[BEGIN]

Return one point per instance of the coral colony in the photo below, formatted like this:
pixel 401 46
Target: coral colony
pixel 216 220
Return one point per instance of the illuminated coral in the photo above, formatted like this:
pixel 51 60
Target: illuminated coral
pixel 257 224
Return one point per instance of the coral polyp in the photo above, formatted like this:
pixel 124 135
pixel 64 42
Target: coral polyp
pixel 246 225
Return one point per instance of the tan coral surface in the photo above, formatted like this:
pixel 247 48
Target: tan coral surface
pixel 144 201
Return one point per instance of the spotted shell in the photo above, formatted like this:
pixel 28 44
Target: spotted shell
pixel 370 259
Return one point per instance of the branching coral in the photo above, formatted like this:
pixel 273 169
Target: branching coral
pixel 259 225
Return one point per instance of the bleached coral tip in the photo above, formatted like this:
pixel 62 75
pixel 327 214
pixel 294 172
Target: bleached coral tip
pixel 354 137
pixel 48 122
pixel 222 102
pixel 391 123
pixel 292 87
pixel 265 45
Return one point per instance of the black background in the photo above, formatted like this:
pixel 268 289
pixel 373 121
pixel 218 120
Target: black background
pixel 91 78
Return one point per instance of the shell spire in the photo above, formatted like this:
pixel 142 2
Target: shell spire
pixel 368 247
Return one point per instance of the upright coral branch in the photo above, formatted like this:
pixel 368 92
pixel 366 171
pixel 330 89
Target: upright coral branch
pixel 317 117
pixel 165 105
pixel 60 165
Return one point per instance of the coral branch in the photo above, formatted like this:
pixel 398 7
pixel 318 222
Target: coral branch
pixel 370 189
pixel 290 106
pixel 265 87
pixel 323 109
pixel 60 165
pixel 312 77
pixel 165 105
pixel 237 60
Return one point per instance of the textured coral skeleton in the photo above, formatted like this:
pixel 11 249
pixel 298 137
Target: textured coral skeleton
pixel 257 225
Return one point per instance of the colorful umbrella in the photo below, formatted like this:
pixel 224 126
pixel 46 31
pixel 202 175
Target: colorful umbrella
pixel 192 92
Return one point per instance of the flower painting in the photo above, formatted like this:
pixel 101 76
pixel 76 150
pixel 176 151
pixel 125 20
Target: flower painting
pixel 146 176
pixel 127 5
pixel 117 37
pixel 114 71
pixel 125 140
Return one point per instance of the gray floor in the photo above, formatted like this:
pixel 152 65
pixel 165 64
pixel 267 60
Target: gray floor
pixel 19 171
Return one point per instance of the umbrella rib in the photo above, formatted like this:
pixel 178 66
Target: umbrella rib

[END]

> **What you are asked to do**:
Copy every entry above word for word, without changing anything.

> **Written response**:
Return one point per instance of the coral colony in the photo below, formatted like this:
pixel 401 46
Target: coral colony
pixel 216 220
Return one point per instance of the illuminated coral in the photo above, formatted like this:
pixel 51 60
Target: illuminated coral
pixel 257 224
Return one point per instance of the coral polyp in the photo above, formatted like this:
pixel 124 135
pixel 64 42
Target: coral polyp
pixel 246 225
Return one point per instance of the tan coral surface in the photo above, formatted like this:
pixel 247 48
Target: tan coral surface
pixel 144 201
Return one point per instance of the spotted shell in the photo above, formatted like this:
pixel 28 44
Target: spotted shell
pixel 370 259
Return one point per instance of the branching coral in the photo above, formatted like this:
pixel 273 169
Target: branching coral
pixel 259 225
Return one point per instance of the bleached coral tip in the photo above, formatted like this:
pixel 62 75
pixel 327 214
pixel 294 172
Target: bleached coral tip
pixel 354 137
pixel 48 122
pixel 222 102
pixel 391 123
pixel 292 87
pixel 265 45
Return one point per instance of the black background in the photo above, formatted like this:
pixel 268 289
pixel 373 121
pixel 218 120
Target: black background
pixel 91 78
Return one point per instance of the shell spire in the photo above, formatted like this:
pixel 142 2
Target: shell spire
pixel 368 247
Return one point per instance of the upright coral branch in the photo above, formatted like this:
pixel 368 92
pixel 366 171
pixel 330 89
Target: upright coral branch
pixel 317 117
pixel 165 105
pixel 60 165
Return one point per instance of the coral branch in the photo above, formatted like this:
pixel 398 7
pixel 318 222
Target: coral branch
pixel 370 189
pixel 290 106
pixel 265 87
pixel 323 109
pixel 60 165
pixel 312 77
pixel 165 105
pixel 237 60
Return one point per instance of the textured coral skeleton in the photo above, formatted like this:
pixel 11 249
pixel 298 137
Target: textured coral skeleton
pixel 257 225
Return one point per instance of the colorful umbrella in the photo below, formatted like this:
pixel 224 126
pixel 46 31
pixel 202 175
Target: colorful umbrella
pixel 192 92
Return one point per instance of the flower painting in the photo above, formatted like this:
pixel 101 76
pixel 76 150
pixel 176 151
pixel 125 20
Target: flower painting
pixel 146 176
pixel 127 5
pixel 117 37
pixel 114 71
pixel 125 140
Return one point per instance of the gray floor in the photo above, formatted like this:
pixel 152 65
pixel 165 64
pixel 267 60
Target: gray floor
pixel 19 171
Return one point per instance of the umbrella rib in the photo above, formatted like this:
pixel 178 66
Target: umbrella rib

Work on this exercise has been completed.